- _WHAT YOU WILL DO_
Go through the entries that follow and count every line with the string "desert". Reply with the number only.

- _EXCERPTED RECORDS_
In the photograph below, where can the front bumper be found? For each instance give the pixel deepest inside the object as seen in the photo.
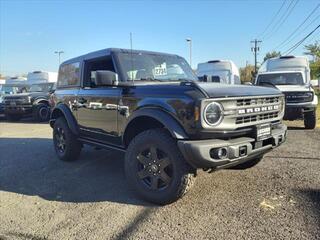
(198, 153)
(295, 111)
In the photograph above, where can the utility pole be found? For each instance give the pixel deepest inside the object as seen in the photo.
(59, 53)
(189, 40)
(255, 49)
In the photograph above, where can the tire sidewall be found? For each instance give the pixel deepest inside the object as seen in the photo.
(142, 142)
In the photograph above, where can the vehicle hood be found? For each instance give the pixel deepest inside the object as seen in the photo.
(23, 95)
(218, 90)
(294, 88)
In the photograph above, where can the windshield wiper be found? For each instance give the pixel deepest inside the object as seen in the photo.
(268, 83)
(185, 80)
(150, 79)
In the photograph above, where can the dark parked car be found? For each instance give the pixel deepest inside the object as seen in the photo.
(33, 103)
(152, 107)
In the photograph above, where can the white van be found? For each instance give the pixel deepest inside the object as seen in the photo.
(291, 75)
(11, 86)
(42, 77)
(222, 71)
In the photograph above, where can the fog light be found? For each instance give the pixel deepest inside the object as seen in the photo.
(242, 151)
(218, 153)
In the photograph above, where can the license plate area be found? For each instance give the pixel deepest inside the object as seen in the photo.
(263, 131)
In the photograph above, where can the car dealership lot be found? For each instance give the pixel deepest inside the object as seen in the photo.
(43, 198)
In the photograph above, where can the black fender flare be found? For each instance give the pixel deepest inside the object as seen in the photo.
(38, 100)
(62, 109)
(174, 127)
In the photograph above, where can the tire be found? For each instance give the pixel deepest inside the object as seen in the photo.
(41, 113)
(310, 120)
(156, 169)
(65, 143)
(13, 117)
(248, 164)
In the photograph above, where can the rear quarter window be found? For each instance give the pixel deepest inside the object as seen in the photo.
(69, 75)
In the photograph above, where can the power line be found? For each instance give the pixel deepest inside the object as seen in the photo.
(284, 17)
(303, 30)
(305, 20)
(294, 47)
(255, 49)
(273, 19)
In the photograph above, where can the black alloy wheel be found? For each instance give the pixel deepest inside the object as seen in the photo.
(154, 168)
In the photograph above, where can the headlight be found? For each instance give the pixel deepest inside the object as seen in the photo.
(213, 114)
(282, 104)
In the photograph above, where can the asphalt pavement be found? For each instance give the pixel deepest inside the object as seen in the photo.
(44, 198)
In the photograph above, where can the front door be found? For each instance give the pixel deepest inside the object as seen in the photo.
(97, 107)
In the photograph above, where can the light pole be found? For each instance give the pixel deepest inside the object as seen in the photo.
(190, 51)
(59, 53)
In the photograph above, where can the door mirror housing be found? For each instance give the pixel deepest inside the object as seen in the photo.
(106, 78)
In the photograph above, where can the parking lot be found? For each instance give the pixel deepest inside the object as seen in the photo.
(43, 198)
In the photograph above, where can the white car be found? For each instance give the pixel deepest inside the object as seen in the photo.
(291, 75)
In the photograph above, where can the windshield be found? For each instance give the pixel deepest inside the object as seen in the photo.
(280, 79)
(147, 66)
(43, 87)
(7, 89)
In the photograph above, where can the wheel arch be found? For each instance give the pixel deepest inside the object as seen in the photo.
(61, 110)
(148, 118)
(41, 100)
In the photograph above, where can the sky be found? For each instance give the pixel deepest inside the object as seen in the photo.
(31, 31)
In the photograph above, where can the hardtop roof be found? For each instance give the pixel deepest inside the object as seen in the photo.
(109, 51)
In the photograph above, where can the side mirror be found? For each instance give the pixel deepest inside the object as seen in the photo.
(106, 78)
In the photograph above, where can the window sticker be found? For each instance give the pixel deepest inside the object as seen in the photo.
(160, 70)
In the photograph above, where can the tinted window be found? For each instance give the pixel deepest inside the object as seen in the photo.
(69, 75)
(163, 67)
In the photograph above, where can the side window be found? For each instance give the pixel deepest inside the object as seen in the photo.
(94, 65)
(69, 75)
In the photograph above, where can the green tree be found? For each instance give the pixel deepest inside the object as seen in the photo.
(272, 55)
(313, 49)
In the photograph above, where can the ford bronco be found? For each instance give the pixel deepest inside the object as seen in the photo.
(152, 107)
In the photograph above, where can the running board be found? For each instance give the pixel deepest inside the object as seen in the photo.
(101, 145)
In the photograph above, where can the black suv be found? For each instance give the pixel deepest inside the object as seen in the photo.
(33, 103)
(152, 107)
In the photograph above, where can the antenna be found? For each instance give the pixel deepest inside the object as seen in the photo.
(131, 57)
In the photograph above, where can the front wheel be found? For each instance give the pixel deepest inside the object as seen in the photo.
(155, 167)
(65, 143)
(310, 120)
(13, 117)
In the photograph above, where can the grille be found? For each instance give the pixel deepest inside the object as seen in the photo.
(255, 118)
(257, 101)
(296, 97)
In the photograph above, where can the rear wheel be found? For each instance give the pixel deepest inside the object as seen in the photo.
(41, 112)
(310, 120)
(13, 117)
(65, 143)
(155, 167)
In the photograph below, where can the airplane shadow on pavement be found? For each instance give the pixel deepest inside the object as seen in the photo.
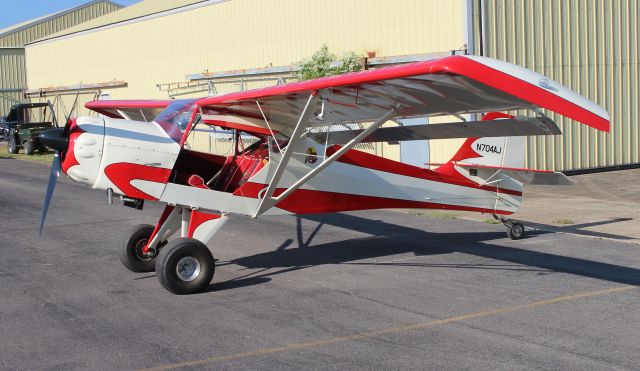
(388, 239)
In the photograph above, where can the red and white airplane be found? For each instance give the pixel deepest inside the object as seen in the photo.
(300, 163)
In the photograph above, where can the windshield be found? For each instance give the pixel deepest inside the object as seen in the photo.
(175, 117)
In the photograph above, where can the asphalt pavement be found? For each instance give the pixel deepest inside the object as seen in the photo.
(365, 290)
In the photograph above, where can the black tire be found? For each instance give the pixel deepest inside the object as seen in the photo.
(130, 251)
(29, 148)
(194, 257)
(12, 146)
(516, 232)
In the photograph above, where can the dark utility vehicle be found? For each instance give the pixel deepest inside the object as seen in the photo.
(23, 125)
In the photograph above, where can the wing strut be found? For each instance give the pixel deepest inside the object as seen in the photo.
(269, 201)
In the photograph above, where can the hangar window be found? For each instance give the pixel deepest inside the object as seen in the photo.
(174, 119)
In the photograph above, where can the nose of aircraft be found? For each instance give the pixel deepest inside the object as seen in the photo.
(55, 139)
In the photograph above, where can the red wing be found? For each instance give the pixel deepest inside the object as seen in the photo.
(138, 110)
(451, 85)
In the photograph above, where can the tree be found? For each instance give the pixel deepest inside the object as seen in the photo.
(323, 63)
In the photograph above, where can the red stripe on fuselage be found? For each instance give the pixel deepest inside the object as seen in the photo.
(121, 174)
(307, 201)
(366, 160)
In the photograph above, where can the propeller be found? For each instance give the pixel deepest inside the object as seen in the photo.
(58, 140)
(53, 177)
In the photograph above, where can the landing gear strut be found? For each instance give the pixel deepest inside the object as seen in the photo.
(515, 230)
(185, 265)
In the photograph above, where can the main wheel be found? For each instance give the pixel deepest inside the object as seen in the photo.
(130, 252)
(185, 266)
(516, 231)
(29, 148)
(12, 147)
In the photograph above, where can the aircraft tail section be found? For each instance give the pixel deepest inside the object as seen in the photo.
(493, 151)
(498, 164)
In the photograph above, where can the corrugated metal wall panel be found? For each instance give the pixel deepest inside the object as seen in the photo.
(56, 24)
(12, 77)
(218, 38)
(590, 46)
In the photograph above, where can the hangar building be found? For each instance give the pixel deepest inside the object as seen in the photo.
(161, 48)
(13, 79)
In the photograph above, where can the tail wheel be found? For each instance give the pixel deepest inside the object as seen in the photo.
(12, 146)
(185, 266)
(131, 254)
(29, 148)
(516, 231)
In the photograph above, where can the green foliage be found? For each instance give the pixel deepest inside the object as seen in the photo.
(320, 64)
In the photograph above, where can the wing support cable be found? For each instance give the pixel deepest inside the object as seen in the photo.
(268, 200)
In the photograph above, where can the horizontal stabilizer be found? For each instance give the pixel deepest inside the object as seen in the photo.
(527, 176)
(518, 126)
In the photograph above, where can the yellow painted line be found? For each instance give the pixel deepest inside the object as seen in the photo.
(388, 331)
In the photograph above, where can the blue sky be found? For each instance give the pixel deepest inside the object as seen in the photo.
(17, 11)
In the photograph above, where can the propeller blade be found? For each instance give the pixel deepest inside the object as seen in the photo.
(65, 132)
(53, 178)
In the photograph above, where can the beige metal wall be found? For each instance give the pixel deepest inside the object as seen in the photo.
(242, 34)
(12, 77)
(57, 23)
(590, 46)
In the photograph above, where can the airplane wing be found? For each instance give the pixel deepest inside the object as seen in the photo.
(138, 110)
(451, 85)
(519, 126)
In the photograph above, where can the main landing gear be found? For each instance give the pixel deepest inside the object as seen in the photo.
(183, 265)
(515, 230)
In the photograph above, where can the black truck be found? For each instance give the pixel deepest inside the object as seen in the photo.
(23, 125)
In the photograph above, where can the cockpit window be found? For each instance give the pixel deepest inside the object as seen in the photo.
(175, 117)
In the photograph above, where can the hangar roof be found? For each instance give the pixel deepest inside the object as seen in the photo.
(138, 10)
(33, 22)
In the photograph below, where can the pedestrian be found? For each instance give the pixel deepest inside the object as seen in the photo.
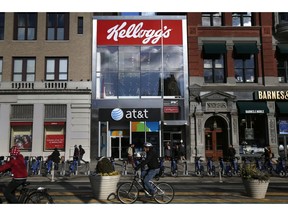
(153, 169)
(130, 154)
(182, 151)
(19, 172)
(55, 157)
(167, 151)
(81, 153)
(76, 153)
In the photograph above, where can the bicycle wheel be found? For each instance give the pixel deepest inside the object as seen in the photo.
(164, 194)
(127, 193)
(39, 197)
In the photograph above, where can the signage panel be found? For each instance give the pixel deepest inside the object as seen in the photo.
(139, 32)
(132, 114)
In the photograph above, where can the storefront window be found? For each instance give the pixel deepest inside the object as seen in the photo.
(136, 71)
(21, 135)
(54, 136)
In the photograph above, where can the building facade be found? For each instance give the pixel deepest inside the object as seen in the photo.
(45, 82)
(237, 81)
(207, 80)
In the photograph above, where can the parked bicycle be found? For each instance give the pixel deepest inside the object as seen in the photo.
(199, 168)
(32, 195)
(211, 171)
(128, 192)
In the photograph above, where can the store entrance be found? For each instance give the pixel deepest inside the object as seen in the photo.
(119, 147)
(216, 138)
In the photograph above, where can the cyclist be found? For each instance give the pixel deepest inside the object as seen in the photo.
(19, 171)
(153, 165)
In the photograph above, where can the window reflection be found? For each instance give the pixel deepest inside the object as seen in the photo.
(172, 58)
(150, 84)
(151, 58)
(129, 58)
(172, 84)
(129, 84)
(136, 71)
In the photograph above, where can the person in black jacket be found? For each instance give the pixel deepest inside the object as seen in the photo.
(153, 165)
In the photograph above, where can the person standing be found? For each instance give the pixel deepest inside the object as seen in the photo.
(18, 169)
(168, 151)
(81, 153)
(76, 153)
(130, 154)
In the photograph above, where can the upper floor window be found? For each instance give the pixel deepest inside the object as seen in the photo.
(241, 19)
(25, 26)
(80, 25)
(24, 69)
(283, 18)
(282, 67)
(2, 22)
(57, 69)
(244, 67)
(1, 68)
(57, 26)
(214, 69)
(211, 19)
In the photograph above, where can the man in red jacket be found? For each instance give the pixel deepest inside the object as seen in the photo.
(17, 166)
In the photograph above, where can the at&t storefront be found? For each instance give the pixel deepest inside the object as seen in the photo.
(140, 83)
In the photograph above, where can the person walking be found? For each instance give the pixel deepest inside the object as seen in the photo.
(130, 155)
(167, 151)
(81, 153)
(19, 172)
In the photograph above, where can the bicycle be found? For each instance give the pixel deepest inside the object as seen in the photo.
(128, 192)
(211, 171)
(28, 195)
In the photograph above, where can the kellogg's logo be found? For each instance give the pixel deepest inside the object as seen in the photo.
(139, 32)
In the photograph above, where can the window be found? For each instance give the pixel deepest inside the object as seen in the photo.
(24, 69)
(57, 26)
(2, 22)
(244, 68)
(1, 68)
(25, 26)
(211, 19)
(283, 18)
(21, 126)
(282, 67)
(80, 25)
(57, 69)
(241, 19)
(214, 69)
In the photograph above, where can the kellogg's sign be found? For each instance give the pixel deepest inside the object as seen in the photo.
(139, 32)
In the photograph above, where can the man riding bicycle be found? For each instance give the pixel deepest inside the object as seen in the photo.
(19, 171)
(153, 165)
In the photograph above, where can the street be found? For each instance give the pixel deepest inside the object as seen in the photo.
(188, 190)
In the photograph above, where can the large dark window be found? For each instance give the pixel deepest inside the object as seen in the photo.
(57, 69)
(241, 19)
(25, 26)
(211, 19)
(282, 67)
(2, 22)
(244, 68)
(57, 26)
(24, 69)
(136, 71)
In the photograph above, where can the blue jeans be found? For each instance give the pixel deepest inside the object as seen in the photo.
(147, 176)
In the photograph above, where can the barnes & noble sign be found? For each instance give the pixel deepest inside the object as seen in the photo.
(271, 95)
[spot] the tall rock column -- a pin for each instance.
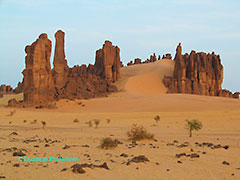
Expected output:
(60, 69)
(107, 63)
(38, 87)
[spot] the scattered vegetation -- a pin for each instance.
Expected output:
(76, 120)
(44, 124)
(193, 125)
(108, 120)
(11, 113)
(108, 143)
(33, 122)
(139, 133)
(89, 123)
(96, 122)
(157, 118)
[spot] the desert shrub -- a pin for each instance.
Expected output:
(11, 113)
(89, 123)
(139, 133)
(33, 122)
(96, 122)
(193, 125)
(108, 143)
(43, 124)
(157, 118)
(75, 120)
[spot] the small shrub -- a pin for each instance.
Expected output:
(139, 133)
(108, 143)
(33, 122)
(96, 122)
(157, 118)
(43, 124)
(11, 113)
(89, 123)
(193, 125)
(76, 120)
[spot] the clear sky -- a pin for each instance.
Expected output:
(138, 27)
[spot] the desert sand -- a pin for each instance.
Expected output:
(142, 96)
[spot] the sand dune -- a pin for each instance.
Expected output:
(142, 97)
(146, 78)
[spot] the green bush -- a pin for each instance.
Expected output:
(193, 125)
(108, 143)
(139, 133)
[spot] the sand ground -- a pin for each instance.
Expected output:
(142, 97)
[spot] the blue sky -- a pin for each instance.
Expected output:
(138, 27)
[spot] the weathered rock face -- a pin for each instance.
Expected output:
(61, 69)
(167, 56)
(6, 89)
(137, 61)
(107, 63)
(84, 82)
(197, 73)
(236, 95)
(19, 88)
(38, 84)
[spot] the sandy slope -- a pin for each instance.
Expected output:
(141, 99)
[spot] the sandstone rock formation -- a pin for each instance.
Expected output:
(6, 89)
(137, 61)
(167, 56)
(197, 73)
(61, 69)
(38, 84)
(19, 88)
(84, 82)
(107, 63)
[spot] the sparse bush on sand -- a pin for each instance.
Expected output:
(44, 124)
(193, 125)
(96, 122)
(157, 118)
(108, 120)
(139, 133)
(89, 123)
(76, 120)
(108, 143)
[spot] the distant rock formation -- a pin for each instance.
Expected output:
(153, 58)
(6, 89)
(38, 86)
(60, 67)
(43, 85)
(107, 63)
(137, 61)
(167, 56)
(197, 73)
(19, 88)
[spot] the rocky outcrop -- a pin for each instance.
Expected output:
(6, 89)
(41, 85)
(61, 69)
(167, 56)
(236, 95)
(84, 82)
(137, 61)
(38, 86)
(197, 73)
(107, 62)
(19, 88)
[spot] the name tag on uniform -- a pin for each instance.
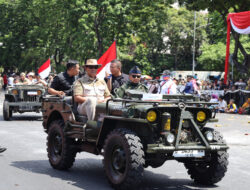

- _SOLUTION TO THE PROBLEM_
2